→ **Work instruction**
Reply with each record repeated exactly.
Recorded data Start Marker
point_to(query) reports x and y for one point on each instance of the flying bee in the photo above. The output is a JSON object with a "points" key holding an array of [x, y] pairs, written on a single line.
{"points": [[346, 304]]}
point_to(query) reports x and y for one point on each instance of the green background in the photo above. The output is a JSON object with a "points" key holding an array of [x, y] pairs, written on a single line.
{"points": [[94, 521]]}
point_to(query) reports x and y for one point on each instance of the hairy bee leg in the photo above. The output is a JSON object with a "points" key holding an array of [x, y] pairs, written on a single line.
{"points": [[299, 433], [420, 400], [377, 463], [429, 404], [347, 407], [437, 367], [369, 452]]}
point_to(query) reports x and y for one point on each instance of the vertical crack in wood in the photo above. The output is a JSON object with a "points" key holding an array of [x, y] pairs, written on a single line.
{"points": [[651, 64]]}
Recorded data End Marker
→ **Answer to the exercise**
point_to(query) reports x and y for one point on each instance of the flying bee in the photo above. The output is a JSON object with a "points" key holding an array of [x, y] pairs, written on a single line.
{"points": [[346, 304]]}
point_to(query) reports x and y for one point on each instance of the green background in the photo above. The output is a JSON object with a "points" key holding an array of [x, y] pairs, written on a single line.
{"points": [[94, 521]]}
point_to(query) reports x and y for one point on each instance of the hairy bee leg in the photo above. The output is a JSON object with a "points" key holding an array of [x, y] pairs, written on a single line.
{"points": [[299, 433], [420, 400], [377, 463], [429, 404], [347, 407], [437, 367], [369, 452]]}
point_to(query) reports x and y for one point on each instance of the vertical crack in wood in the photo above. The output is a JSON object with a "points" key holding an array of [x, y] pairs, written on a single line.
{"points": [[651, 64]]}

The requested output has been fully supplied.